## TASK TO CARRY OUT
Select every line in the entries that contains the word "black" and copy each one.

====== INFORMATION SHOWN

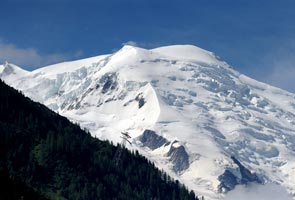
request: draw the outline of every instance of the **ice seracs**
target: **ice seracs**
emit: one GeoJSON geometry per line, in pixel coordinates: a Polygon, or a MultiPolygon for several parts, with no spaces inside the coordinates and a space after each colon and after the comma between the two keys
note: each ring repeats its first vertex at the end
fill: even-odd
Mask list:
{"type": "Polygon", "coordinates": [[[247,182],[295,195],[295,96],[191,45],[118,52],[0,77],[100,139],[133,145],[207,199],[247,182]]]}

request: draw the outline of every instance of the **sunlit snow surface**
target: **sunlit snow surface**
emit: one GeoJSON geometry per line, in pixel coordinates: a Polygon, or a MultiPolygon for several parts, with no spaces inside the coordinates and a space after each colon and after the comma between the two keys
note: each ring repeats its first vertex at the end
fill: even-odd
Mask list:
{"type": "Polygon", "coordinates": [[[295,95],[238,73],[211,52],[124,46],[33,72],[6,63],[0,78],[95,137],[120,142],[128,131],[128,148],[206,199],[222,198],[218,177],[237,169],[231,156],[295,196],[295,95]],[[146,129],[168,142],[148,148],[138,139],[146,129]],[[181,146],[189,163],[175,171],[168,153],[181,146]]]}

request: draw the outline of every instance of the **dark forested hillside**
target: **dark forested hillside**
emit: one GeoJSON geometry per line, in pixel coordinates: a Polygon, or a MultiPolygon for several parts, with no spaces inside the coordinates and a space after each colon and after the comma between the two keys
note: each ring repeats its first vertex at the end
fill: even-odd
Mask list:
{"type": "Polygon", "coordinates": [[[0,81],[0,178],[14,188],[0,199],[197,199],[138,152],[116,165],[117,148],[0,81]]]}

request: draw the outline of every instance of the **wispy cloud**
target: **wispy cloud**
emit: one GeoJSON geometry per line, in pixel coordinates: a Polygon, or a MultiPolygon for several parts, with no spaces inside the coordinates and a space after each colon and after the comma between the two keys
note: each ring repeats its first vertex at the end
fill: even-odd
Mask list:
{"type": "Polygon", "coordinates": [[[82,51],[78,51],[74,55],[61,53],[41,54],[35,48],[20,48],[12,43],[0,40],[0,63],[8,61],[24,67],[27,70],[33,70],[49,64],[80,58],[82,55],[82,51]]]}
{"type": "MultiPolygon", "coordinates": [[[[295,92],[295,40],[289,40],[288,45],[274,50],[264,58],[265,70],[262,80],[271,85],[295,92]]],[[[263,70],[263,69],[261,69],[263,70]]]]}
{"type": "Polygon", "coordinates": [[[128,42],[122,43],[122,45],[131,45],[134,47],[142,47],[142,48],[146,48],[146,49],[152,49],[152,48],[156,48],[156,47],[160,47],[160,46],[165,46],[168,44],[156,43],[156,42],[136,42],[136,41],[130,40],[128,42]]]}

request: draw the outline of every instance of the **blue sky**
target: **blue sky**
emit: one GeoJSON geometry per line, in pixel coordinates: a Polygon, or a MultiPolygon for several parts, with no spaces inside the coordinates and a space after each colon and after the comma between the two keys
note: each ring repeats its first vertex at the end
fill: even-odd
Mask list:
{"type": "Polygon", "coordinates": [[[193,44],[295,92],[295,0],[0,1],[0,63],[32,70],[129,41],[193,44]]]}

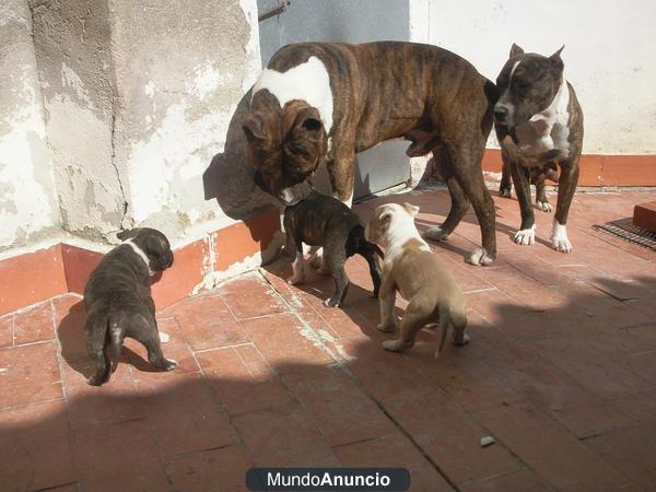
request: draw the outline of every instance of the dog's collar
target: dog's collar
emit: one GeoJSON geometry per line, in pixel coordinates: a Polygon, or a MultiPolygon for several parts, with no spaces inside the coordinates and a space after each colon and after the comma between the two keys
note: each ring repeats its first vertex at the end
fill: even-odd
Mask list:
{"type": "Polygon", "coordinates": [[[132,243],[132,239],[126,239],[121,244],[127,244],[128,246],[130,246],[132,248],[132,250],[137,255],[139,255],[139,257],[143,260],[143,262],[148,267],[148,274],[149,276],[152,277],[155,273],[154,271],[151,270],[151,268],[150,268],[150,261],[148,260],[148,256],[145,256],[145,253],[143,253],[143,249],[141,249],[139,246],[137,246],[134,243],[132,243]]]}

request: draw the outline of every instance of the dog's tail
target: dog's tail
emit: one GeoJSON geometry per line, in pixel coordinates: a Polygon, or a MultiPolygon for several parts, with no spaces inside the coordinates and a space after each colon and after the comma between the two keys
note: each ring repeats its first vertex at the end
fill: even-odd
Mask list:
{"type": "MultiPolygon", "coordinates": [[[[105,339],[105,360],[107,371],[116,371],[118,359],[122,350],[122,330],[120,328],[120,316],[109,316],[107,321],[107,337],[105,339]]],[[[109,375],[107,375],[109,378],[109,375]]]]}
{"type": "Polygon", "coordinates": [[[384,259],[385,255],[383,254],[383,250],[377,244],[366,241],[365,231],[362,225],[356,225],[349,232],[345,250],[347,258],[355,254],[364,257],[368,263],[370,274],[372,276],[372,282],[374,283],[373,295],[374,297],[377,297],[378,291],[380,290],[383,273],[376,256],[378,256],[380,259],[384,259]]]}
{"type": "Polygon", "coordinates": [[[440,356],[442,349],[444,349],[446,332],[448,331],[449,325],[454,326],[454,344],[464,345],[469,341],[469,337],[467,333],[465,333],[465,329],[467,328],[466,308],[462,306],[462,308],[456,307],[455,309],[452,309],[448,306],[440,306],[440,329],[442,330],[442,333],[440,338],[440,347],[435,352],[435,359],[440,356]]]}
{"type": "Polygon", "coordinates": [[[351,257],[355,254],[362,255],[365,258],[368,254],[375,254],[380,257],[380,259],[385,259],[385,254],[380,249],[380,247],[366,241],[364,234],[364,227],[362,225],[356,225],[349,232],[349,237],[347,238],[347,257],[351,257]]]}
{"type": "Polygon", "coordinates": [[[89,384],[101,386],[109,380],[109,376],[118,365],[122,348],[120,316],[113,314],[91,314],[86,319],[86,350],[95,362],[95,374],[89,384]]]}

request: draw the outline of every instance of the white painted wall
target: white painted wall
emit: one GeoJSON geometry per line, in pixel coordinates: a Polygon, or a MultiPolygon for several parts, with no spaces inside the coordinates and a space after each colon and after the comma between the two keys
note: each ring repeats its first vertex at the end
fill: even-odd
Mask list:
{"type": "Polygon", "coordinates": [[[565,45],[584,153],[656,153],[654,19],[653,0],[410,0],[411,40],[449,49],[491,80],[513,42],[542,55],[565,45]]]}
{"type": "Polygon", "coordinates": [[[0,3],[0,250],[59,227],[26,0],[0,3]]]}

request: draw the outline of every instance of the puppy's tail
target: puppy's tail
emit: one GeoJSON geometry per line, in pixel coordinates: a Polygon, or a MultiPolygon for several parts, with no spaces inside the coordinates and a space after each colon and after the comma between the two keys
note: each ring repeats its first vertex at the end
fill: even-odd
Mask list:
{"type": "MultiPolygon", "coordinates": [[[[118,359],[120,358],[120,351],[122,350],[122,330],[120,328],[120,321],[115,316],[109,316],[107,321],[107,338],[105,339],[105,361],[107,368],[106,371],[116,371],[118,366],[118,359]]],[[[107,374],[107,379],[109,374],[107,374]]]]}
{"type": "Polygon", "coordinates": [[[454,335],[453,341],[456,345],[464,345],[469,341],[469,337],[465,333],[465,329],[467,328],[467,312],[466,307],[457,306],[455,309],[450,309],[447,306],[440,306],[440,329],[442,330],[440,347],[435,352],[435,359],[440,356],[442,353],[442,349],[444,349],[444,342],[446,340],[446,332],[448,331],[448,326],[454,326],[454,335]]]}
{"type": "Polygon", "coordinates": [[[448,331],[448,326],[450,325],[450,311],[448,307],[440,308],[440,329],[442,330],[440,337],[440,347],[437,347],[437,351],[435,352],[435,359],[440,356],[442,353],[442,349],[444,349],[444,341],[446,340],[446,332],[448,331]]]}
{"type": "Polygon", "coordinates": [[[366,241],[364,227],[362,225],[353,227],[347,238],[347,257],[351,257],[356,253],[365,258],[374,254],[378,255],[380,259],[385,259],[385,255],[380,247],[375,243],[366,241]]]}

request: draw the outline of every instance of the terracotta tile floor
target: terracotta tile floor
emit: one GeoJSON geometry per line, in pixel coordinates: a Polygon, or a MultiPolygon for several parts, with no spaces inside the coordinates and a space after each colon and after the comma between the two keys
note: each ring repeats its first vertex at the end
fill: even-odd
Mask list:
{"type": "MultiPolygon", "coordinates": [[[[469,213],[434,251],[467,292],[471,343],[438,360],[430,330],[383,351],[359,258],[343,308],[321,304],[329,278],[291,288],[279,260],[162,311],[179,367],[153,372],[128,342],[99,389],[80,297],[4,316],[0,489],[235,491],[251,466],[401,466],[431,492],[656,490],[656,254],[591,229],[653,197],[577,195],[570,255],[541,212],[537,244],[515,245],[517,202],[495,198],[487,268],[464,262],[469,213]]],[[[426,190],[358,210],[389,200],[419,203],[421,229],[449,203],[426,190]]]]}

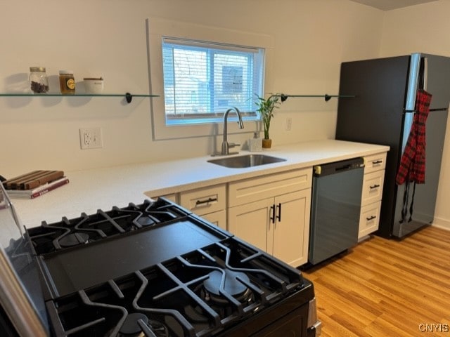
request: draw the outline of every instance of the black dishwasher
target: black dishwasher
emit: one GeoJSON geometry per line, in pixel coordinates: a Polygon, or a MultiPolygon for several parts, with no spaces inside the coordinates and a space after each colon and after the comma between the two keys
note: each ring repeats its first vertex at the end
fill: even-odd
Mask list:
{"type": "Polygon", "coordinates": [[[316,265],[358,242],[364,161],[314,166],[309,264],[316,265]]]}

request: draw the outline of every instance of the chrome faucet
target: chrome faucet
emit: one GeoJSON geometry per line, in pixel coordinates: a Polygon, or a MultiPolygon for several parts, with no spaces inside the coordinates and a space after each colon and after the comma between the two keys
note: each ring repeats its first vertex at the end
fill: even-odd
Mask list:
{"type": "MultiPolygon", "coordinates": [[[[236,112],[236,114],[238,114],[238,118],[239,119],[239,121],[238,121],[238,124],[239,124],[239,128],[240,129],[244,128],[244,124],[242,121],[242,116],[240,116],[240,112],[239,112],[238,108],[231,107],[228,110],[226,110],[226,112],[225,112],[225,114],[224,114],[224,140],[222,141],[222,152],[221,152],[222,155],[232,154],[230,154],[229,149],[230,147],[234,147],[235,146],[240,145],[240,144],[235,144],[234,143],[231,143],[229,144],[228,143],[228,139],[227,139],[228,138],[228,127],[227,127],[228,114],[233,110],[235,110],[236,112]]],[[[237,153],[237,152],[235,152],[235,153],[237,153]]]]}

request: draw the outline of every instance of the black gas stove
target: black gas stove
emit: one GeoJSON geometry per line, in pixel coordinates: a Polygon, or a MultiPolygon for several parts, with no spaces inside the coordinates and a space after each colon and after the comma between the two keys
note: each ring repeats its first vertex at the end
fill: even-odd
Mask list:
{"type": "Polygon", "coordinates": [[[52,336],[315,336],[300,271],[165,199],[25,237],[52,336]]]}

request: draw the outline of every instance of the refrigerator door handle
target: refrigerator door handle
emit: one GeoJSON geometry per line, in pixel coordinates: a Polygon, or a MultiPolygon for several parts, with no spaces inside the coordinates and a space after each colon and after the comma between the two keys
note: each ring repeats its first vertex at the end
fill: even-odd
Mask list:
{"type": "Polygon", "coordinates": [[[427,91],[428,84],[428,58],[423,58],[423,90],[427,91]]]}

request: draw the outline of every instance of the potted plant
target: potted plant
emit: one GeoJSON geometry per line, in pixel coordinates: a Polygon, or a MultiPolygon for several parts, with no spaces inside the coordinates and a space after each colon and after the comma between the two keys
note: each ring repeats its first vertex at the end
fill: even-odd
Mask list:
{"type": "Polygon", "coordinates": [[[278,108],[278,105],[284,102],[287,96],[283,94],[276,93],[271,95],[267,99],[259,97],[257,95],[257,100],[255,104],[258,108],[256,111],[261,114],[261,120],[264,130],[264,138],[262,140],[262,147],[264,148],[270,148],[272,144],[272,140],[269,136],[269,130],[270,129],[270,122],[274,117],[274,109],[278,108]],[[280,102],[281,100],[281,102],[280,102]]]}

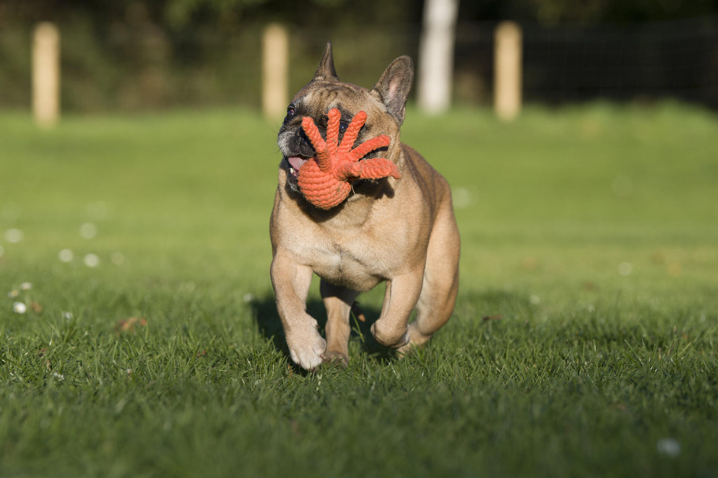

============

## SOLVED EXERCISE
request: draw the outline of every instance of the black dishwasher
target: black dishwasher
request: draw the outline of every instance of the black gas stove
target: black gas stove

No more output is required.